GIVEN EXERCISE
Pick out and copy every line in the items below that contains the word "white". Letter case counts.

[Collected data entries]
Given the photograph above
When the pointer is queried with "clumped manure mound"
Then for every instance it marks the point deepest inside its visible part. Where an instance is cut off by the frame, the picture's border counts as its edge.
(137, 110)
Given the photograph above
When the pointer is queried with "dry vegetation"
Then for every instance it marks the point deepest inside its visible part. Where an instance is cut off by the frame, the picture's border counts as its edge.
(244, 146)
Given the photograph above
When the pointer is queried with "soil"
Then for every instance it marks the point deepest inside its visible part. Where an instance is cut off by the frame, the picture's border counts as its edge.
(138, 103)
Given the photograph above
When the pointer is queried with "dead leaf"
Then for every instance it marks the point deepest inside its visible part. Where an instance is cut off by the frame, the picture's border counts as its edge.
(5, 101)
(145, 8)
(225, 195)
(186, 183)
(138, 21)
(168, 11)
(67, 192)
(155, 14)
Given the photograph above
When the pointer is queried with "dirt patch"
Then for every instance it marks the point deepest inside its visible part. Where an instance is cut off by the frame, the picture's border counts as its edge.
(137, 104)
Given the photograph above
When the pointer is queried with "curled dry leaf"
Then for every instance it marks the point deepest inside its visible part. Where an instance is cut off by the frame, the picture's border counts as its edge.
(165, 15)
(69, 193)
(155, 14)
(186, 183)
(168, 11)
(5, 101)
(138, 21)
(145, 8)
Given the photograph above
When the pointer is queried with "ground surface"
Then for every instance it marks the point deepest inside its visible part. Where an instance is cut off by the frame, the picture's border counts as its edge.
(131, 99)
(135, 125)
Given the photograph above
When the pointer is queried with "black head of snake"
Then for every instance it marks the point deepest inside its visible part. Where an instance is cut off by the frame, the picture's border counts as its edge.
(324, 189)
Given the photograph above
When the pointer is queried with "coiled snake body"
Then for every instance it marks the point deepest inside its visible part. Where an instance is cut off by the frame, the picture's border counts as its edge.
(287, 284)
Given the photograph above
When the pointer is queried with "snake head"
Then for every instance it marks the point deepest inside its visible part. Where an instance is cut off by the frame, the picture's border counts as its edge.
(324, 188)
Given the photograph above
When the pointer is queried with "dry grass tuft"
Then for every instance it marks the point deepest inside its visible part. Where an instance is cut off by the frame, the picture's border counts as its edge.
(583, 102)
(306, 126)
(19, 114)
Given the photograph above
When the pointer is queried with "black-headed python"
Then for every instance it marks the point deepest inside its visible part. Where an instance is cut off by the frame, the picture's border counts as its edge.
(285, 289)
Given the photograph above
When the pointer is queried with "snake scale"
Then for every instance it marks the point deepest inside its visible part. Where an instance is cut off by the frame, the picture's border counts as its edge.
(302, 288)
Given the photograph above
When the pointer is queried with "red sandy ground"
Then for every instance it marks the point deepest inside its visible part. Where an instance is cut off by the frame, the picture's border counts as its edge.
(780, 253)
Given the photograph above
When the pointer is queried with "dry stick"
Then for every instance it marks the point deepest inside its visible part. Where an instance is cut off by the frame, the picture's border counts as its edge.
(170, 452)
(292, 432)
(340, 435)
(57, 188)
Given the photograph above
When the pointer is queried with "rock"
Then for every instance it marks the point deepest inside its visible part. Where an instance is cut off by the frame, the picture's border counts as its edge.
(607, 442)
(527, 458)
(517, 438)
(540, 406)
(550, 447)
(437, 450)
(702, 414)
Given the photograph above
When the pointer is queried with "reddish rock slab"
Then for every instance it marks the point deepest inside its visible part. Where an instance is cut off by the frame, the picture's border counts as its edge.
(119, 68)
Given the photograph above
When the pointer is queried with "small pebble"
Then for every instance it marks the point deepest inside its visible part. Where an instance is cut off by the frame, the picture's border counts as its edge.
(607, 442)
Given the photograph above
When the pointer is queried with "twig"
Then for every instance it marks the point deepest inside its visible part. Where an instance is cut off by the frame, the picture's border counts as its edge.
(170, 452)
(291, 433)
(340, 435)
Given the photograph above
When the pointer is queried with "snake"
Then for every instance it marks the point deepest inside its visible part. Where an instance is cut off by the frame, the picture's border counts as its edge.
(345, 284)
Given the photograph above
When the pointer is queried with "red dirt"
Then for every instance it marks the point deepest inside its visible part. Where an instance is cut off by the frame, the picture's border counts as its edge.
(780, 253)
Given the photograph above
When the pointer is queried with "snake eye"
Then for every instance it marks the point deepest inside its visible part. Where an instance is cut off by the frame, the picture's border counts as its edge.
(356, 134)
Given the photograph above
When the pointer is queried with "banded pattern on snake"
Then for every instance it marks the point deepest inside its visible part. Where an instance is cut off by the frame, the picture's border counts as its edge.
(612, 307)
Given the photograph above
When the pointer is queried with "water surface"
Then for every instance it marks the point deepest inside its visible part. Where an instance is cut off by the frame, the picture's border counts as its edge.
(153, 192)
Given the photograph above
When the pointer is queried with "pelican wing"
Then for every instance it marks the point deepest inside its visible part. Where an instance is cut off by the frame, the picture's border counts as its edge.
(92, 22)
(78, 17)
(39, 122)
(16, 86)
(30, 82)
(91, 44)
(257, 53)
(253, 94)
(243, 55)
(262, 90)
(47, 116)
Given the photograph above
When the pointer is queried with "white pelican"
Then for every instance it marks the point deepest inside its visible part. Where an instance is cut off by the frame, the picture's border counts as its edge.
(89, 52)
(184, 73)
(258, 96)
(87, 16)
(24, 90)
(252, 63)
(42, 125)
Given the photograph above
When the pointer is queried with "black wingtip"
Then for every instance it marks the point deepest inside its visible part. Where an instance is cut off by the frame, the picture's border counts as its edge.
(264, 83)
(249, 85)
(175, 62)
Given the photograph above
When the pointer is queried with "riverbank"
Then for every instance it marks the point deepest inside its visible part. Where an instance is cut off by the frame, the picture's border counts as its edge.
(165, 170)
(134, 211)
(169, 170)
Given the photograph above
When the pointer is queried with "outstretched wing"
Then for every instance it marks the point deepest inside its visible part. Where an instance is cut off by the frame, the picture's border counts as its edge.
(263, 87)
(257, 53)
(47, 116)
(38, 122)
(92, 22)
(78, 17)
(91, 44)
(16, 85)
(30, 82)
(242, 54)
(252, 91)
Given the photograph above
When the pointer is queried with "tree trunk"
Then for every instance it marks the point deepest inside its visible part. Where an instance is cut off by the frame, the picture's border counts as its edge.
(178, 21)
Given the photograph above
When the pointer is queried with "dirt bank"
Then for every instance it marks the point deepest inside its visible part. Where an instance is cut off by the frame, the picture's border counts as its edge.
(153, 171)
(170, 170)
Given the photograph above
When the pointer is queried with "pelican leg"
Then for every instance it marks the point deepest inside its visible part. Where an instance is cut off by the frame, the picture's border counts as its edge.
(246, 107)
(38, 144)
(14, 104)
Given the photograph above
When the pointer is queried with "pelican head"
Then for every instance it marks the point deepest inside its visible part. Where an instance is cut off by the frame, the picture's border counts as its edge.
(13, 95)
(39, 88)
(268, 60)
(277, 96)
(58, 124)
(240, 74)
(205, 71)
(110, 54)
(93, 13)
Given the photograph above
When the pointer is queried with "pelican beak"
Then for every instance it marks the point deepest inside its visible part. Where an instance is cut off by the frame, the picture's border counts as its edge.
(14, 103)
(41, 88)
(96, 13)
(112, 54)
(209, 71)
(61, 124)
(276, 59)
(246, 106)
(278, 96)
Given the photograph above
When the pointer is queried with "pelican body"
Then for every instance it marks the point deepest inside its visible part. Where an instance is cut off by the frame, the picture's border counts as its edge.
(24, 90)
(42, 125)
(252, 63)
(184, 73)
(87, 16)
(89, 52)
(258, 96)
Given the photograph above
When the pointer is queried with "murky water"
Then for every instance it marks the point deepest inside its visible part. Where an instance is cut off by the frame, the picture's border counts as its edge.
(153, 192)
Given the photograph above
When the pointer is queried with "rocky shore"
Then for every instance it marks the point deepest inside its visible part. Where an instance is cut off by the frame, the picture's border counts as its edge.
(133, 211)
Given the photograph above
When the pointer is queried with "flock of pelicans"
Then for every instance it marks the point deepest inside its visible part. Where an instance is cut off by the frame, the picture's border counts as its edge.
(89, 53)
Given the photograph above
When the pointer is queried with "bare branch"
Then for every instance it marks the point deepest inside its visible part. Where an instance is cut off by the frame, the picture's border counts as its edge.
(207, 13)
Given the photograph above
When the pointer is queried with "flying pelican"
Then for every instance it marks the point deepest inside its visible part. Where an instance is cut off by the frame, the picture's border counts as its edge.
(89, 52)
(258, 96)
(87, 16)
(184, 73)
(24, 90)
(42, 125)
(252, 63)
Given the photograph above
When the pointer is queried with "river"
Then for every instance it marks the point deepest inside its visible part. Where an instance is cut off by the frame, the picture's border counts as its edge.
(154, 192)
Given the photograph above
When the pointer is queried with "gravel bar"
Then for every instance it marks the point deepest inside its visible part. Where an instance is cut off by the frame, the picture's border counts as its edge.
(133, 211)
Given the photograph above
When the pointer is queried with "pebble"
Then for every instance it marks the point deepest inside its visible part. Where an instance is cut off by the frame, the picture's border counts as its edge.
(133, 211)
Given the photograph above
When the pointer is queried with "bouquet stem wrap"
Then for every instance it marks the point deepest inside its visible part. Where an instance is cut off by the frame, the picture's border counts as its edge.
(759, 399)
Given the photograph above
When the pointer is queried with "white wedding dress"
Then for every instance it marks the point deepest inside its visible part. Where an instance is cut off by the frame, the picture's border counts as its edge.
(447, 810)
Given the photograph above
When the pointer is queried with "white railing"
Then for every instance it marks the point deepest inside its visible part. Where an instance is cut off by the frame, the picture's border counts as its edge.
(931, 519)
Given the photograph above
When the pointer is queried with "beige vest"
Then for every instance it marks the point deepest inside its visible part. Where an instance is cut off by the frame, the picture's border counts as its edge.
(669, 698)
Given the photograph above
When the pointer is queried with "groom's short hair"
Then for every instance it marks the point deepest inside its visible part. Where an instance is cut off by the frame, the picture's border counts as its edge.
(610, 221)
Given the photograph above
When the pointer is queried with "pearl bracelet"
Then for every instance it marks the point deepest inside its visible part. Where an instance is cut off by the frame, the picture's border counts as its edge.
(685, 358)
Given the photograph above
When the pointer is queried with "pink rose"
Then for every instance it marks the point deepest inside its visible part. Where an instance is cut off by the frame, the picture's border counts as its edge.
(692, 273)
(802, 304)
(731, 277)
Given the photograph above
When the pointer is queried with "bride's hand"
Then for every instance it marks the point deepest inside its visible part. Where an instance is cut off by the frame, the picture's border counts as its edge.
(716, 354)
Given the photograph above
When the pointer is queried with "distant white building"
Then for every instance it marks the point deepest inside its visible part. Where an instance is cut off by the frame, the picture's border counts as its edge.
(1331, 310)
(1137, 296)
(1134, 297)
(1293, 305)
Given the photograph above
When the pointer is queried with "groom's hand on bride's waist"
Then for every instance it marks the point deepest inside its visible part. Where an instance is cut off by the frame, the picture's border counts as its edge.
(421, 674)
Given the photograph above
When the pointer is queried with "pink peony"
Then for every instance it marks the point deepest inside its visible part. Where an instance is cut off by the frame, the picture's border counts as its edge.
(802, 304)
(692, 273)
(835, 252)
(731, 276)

TASK RESULT
When the pointer is queried with "white pelican"
When the pointer is queried with "white wedding dress"
When the pointer is queried with "white railing"
When the pointer is queried with "distant white building"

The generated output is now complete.